# [Problem statement]
Can you rewrite all of the records with "roadway-occupancy count" replaced by "field annotation pass" and everything else unchanged? Leave the pictures out of your answer.

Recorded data

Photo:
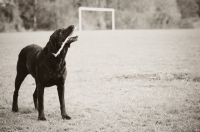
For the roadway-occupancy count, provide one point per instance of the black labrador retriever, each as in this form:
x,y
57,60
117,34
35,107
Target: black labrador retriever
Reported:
x,y
47,66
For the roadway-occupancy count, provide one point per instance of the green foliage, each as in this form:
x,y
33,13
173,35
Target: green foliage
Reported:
x,y
130,14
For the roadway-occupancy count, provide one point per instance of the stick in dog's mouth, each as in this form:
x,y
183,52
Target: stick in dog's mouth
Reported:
x,y
71,36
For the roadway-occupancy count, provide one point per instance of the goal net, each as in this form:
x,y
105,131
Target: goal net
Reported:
x,y
96,9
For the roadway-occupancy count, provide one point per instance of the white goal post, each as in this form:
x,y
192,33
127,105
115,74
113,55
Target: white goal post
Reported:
x,y
96,9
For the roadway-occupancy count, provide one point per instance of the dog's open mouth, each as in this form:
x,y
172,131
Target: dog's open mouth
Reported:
x,y
70,38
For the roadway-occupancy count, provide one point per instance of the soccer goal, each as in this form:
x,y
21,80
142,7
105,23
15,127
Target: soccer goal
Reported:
x,y
96,9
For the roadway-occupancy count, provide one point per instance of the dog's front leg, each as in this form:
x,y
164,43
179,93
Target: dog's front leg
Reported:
x,y
61,92
40,93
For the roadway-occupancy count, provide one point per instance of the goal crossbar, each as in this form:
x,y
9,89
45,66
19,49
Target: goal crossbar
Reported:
x,y
96,9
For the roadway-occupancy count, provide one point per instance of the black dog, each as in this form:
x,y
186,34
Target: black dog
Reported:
x,y
47,69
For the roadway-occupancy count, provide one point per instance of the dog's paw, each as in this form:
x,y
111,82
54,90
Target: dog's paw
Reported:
x,y
66,117
15,109
42,119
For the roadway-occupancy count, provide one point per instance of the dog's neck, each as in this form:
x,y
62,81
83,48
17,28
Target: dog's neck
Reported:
x,y
49,60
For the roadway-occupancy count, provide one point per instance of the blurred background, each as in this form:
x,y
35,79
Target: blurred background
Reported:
x,y
29,15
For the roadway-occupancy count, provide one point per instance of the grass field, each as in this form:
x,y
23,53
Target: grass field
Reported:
x,y
121,81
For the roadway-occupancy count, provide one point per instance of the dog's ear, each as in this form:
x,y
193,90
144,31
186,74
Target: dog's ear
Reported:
x,y
51,47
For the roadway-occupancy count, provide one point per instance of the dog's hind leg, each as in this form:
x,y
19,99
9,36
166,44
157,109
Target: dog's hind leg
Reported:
x,y
35,98
22,72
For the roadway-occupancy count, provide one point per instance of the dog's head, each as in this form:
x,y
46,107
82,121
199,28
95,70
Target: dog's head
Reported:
x,y
59,37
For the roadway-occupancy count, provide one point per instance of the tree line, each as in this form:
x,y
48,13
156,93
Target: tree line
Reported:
x,y
20,15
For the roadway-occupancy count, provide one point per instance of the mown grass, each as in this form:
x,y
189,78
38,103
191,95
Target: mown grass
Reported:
x,y
143,80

# [Response to this task]
Photo:
For the field annotation pass, provide one point per instance of the black labrador retriever, each as in this form:
x,y
57,60
117,34
35,107
Target: black labrador retriever
Reported:
x,y
47,66
For the field annotation pass, provide one point per instance of the green foliage, each as in this form:
x,y
33,13
173,35
Target: green foliage
Reported:
x,y
130,14
For the field annotation pass, provide one point per instance of the stick in dog's mouth, each as in this form:
x,y
183,52
Target: stick in dog's mouth
Reported:
x,y
71,36
For the field annotation pass, provide one point per instance of the goal net, each as in this form:
x,y
105,131
Target: goal net
Reported:
x,y
96,9
For the field annotation pass, provide one point per instance of the white goal post, each as in this form:
x,y
192,33
127,105
115,74
113,55
Target: white goal post
Reported:
x,y
96,9
For the field annotation pass, provide one point per instance of the dog's open mouth, each as in this form:
x,y
172,131
Target: dog's open mouth
Reported:
x,y
70,38
For the field annotation pass, provide one point per instance of the soccer goal, each as in this form:
x,y
21,80
142,7
105,23
15,127
Target: soccer goal
Reported:
x,y
96,9
For the field annotation pass, provide one point per instance of the dog's front leg, each as in this form:
x,y
164,43
179,93
Target: dog's front leg
Reported:
x,y
61,92
40,93
For the field annotation pass, provide one point per instance of the goal crossbar, each as in this form:
x,y
9,89
45,66
19,49
Target: goal crossbar
Reported:
x,y
96,9
For the field annotation pass, provide one point per instance of the black dog, each as in this form:
x,y
186,34
Target: black dog
Reported:
x,y
47,69
For the field annotation pass, provide one point per instance of the dog's paw, each as in this form:
x,y
111,82
54,90
Target: dog's paw
Reported:
x,y
66,117
15,109
42,119
For the field annotation pass, provide one point per instance of the dog's neck, each as in this form:
x,y
62,81
83,48
17,28
Target: dog's neck
Reported:
x,y
49,60
For the field annotation pass, provide one point per instance of the blurred background, each as in this form:
x,y
35,79
Target: blurred background
Reported:
x,y
29,15
For the field annotation pass, provide one point per instance of the grass field, each as in this form:
x,y
23,53
Target: grass field
Reported:
x,y
121,81
For the field annotation pass, provide one point per instance of the dog's ear, each as in this form:
x,y
193,90
144,31
186,74
Target: dog's ear
Reported:
x,y
51,47
For the field annotation pass, provide one point per instance of the dog's hind leg, each as in this form:
x,y
19,99
9,36
166,44
157,109
Target: dog's hind leg
Reported:
x,y
35,98
22,72
For the field annotation pass, provide one point per instance of the dog's head, each as in this form:
x,y
46,107
82,121
199,28
95,70
Target: dog's head
Reported:
x,y
59,37
For the field annotation pass, provide one point per instance of the tree line, each as in this form:
x,y
48,13
156,93
Target: tree line
Reported:
x,y
20,15
For the field annotation pass, provide one point per instance of the mown grass, each as in this form:
x,y
189,78
38,103
191,95
Target: mown grass
Reported:
x,y
143,80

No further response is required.